§ **Aim of the task**:
Pick out every line in the records below that contains the string "farmland", and copy each one. Case counts.

____

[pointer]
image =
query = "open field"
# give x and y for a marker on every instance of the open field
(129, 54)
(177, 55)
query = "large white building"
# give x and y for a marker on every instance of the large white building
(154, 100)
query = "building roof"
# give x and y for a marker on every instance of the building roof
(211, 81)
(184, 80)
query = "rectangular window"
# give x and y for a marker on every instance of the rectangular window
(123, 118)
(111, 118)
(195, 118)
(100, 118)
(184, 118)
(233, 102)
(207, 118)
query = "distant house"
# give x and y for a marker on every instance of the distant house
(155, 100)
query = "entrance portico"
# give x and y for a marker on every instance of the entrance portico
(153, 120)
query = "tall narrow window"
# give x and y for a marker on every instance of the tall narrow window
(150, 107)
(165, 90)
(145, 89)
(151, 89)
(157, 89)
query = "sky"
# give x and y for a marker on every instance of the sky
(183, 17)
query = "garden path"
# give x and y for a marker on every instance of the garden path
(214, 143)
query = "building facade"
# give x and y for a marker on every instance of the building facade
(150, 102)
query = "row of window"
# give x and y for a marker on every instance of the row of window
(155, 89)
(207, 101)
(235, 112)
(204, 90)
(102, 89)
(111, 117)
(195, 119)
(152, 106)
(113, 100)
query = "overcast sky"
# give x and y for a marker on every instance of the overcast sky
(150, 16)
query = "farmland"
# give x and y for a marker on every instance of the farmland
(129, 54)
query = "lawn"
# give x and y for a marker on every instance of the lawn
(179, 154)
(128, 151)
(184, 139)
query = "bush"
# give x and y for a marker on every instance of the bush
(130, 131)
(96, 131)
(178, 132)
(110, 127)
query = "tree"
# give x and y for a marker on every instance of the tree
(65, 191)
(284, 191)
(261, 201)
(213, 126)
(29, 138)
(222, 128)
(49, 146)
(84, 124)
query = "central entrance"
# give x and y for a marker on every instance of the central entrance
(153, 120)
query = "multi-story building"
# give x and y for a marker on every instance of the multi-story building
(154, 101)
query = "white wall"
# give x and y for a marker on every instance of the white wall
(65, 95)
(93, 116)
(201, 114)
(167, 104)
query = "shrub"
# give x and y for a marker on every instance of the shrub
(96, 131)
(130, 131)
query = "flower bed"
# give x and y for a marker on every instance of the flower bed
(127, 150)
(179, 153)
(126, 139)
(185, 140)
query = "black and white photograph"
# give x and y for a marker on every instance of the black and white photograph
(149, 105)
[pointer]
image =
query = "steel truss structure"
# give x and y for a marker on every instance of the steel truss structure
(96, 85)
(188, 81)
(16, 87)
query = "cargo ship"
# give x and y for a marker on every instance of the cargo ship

____

§ **Reply to the exercise**:
query = "farmland"
# give x and y for a marker on every instance of the farmland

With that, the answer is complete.